» AIM
Go through the records and give each one again exactly.

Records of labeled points
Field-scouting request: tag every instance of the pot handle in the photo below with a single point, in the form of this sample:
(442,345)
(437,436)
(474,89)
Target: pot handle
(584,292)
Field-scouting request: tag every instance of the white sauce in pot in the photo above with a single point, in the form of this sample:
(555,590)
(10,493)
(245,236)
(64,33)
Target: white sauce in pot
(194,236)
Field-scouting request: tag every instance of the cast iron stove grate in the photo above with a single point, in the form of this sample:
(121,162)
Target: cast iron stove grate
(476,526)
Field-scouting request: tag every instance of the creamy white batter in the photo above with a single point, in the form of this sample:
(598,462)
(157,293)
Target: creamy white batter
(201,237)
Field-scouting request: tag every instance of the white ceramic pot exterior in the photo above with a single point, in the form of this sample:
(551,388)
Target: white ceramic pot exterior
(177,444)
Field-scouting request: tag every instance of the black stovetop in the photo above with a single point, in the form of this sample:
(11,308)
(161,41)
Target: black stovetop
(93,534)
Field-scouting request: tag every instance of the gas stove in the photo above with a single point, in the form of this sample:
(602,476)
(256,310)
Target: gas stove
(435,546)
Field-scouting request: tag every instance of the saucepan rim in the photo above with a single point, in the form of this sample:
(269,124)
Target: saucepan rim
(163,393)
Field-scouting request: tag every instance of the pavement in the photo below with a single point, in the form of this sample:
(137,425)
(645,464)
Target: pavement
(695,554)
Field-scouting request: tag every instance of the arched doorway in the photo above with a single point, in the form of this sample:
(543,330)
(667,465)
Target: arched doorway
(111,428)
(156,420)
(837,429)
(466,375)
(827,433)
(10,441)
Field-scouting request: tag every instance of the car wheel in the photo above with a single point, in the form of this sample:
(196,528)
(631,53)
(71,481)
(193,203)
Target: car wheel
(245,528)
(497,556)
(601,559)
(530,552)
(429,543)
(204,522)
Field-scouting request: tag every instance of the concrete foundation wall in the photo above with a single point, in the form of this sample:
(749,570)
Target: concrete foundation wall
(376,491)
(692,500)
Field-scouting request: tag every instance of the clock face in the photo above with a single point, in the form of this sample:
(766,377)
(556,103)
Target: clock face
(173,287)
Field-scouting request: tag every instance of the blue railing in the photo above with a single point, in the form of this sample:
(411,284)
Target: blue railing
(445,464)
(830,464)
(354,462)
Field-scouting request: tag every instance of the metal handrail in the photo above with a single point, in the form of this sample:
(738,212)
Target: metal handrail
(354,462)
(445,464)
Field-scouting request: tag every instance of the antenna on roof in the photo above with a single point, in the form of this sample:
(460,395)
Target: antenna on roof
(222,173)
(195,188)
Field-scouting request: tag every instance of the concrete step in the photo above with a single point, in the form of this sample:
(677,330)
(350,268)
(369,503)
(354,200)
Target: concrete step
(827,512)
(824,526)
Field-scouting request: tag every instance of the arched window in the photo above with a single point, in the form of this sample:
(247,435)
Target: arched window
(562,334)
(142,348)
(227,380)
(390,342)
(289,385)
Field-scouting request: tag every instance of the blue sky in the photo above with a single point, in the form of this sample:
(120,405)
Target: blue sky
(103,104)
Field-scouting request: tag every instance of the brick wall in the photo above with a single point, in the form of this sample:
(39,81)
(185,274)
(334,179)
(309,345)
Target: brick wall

» RESPONSE
Field-scouting request: tag every instance of the pot handle in the photo below with a single point, in the form of this sample:
(442,345)
(437,436)
(474,89)
Target: pot handle
(584,292)
Field-scouting request: tag every instance of the white sauce in pot in the photo above with a single point, in the form of this sample:
(555,590)
(10,493)
(245,236)
(64,33)
Target: white sauce in pot
(194,236)
Field-scouting request: tag every instance of the cast iron stove grate in the photo above with a single point, in the form of this sample:
(121,162)
Target: cast iron stove grate
(476,526)
Field-scouting request: tag every instance of the creamy white batter in the photo above with a single point, in the form of this sample:
(598,462)
(157,293)
Target: creamy white batter
(201,237)
Field-scouting request: tag every instance of the white ceramic pot exterior in the photo above with a single point, in the form of this sample:
(551,388)
Target: white ceramic pot exterior
(177,444)
Field-scouting request: tag every instance of the black stovetop in the photo above with a single point, in the form of this sample:
(11,308)
(161,41)
Target: black stovetop
(93,534)
Field-scouting request: tag every instance of the gas stove in the photo above with a single point, in the form of this sample:
(602,476)
(256,310)
Target: gas stove
(435,546)
Field-scouting request: tag every instance of the saucepan rim in the photo above with a single point, in the form of this sample:
(269,124)
Target: saucepan rim
(163,393)
Field-scouting request: tag every instance of the pavement in the photo below with a single point, in the form of this sample:
(137,425)
(645,464)
Target: pavement
(695,554)
Field-scouting request: tag every instance of the arched doorway in the photo above with a single point, in the form of this sample:
(543,330)
(667,465)
Target: arched doorway
(111,428)
(156,420)
(837,429)
(466,375)
(827,433)
(10,441)
Field-scouting request: tag every instance of the car wheel in the photo above with a single point, in the form of this sample:
(196,528)
(631,53)
(71,481)
(193,203)
Target: car wheel
(245,528)
(497,556)
(601,559)
(530,552)
(429,543)
(204,522)
Field-scouting request: tag every instance of the concrete foundation wall in the photo above with a single point, in the form of this sample:
(749,570)
Target: concrete foundation wall
(376,491)
(692,500)
Field-scouting request: tag every instance of the clock face in the photo above with a single point, in the form of this sample:
(766,377)
(556,103)
Target: clock face
(173,287)
Field-scouting request: tag every instance of the blue railing in the photo above with a single point, in the form of this sample:
(411,284)
Target: blue railing
(445,464)
(830,464)
(354,462)
Field-scouting request: tag every instance of the metal handrail in the photo above with a single point, in the form of this sample:
(738,212)
Target: metal handrail
(354,462)
(445,464)
Field-scouting request: tag every instance of the antenna on roof in the photo above with a single point, in the form of this sample:
(460,395)
Target: antenna on roof
(222,173)
(195,188)
Field-scouting request: tag every instance of the concrete step in the photo above with a single point, in the form of this sample:
(677,330)
(350,268)
(369,503)
(354,200)
Target: concrete step
(827,512)
(824,526)
Field-scouting request: tag every instance of the arched window in the photo above with a single point, in the form of this sample:
(247,435)
Target: arched window
(562,334)
(142,348)
(227,380)
(390,342)
(289,385)
Field-scouting request: tag every instance of the blue sky in the photo above with a single point, in the form of this sample:
(120,405)
Target: blue sky
(103,104)
Field-scouting request: tag every instance of the brick wall in the photo above with a single point, in the form of this sample:
(39,81)
(185,274)
(334,179)
(309,345)
Target: brick wall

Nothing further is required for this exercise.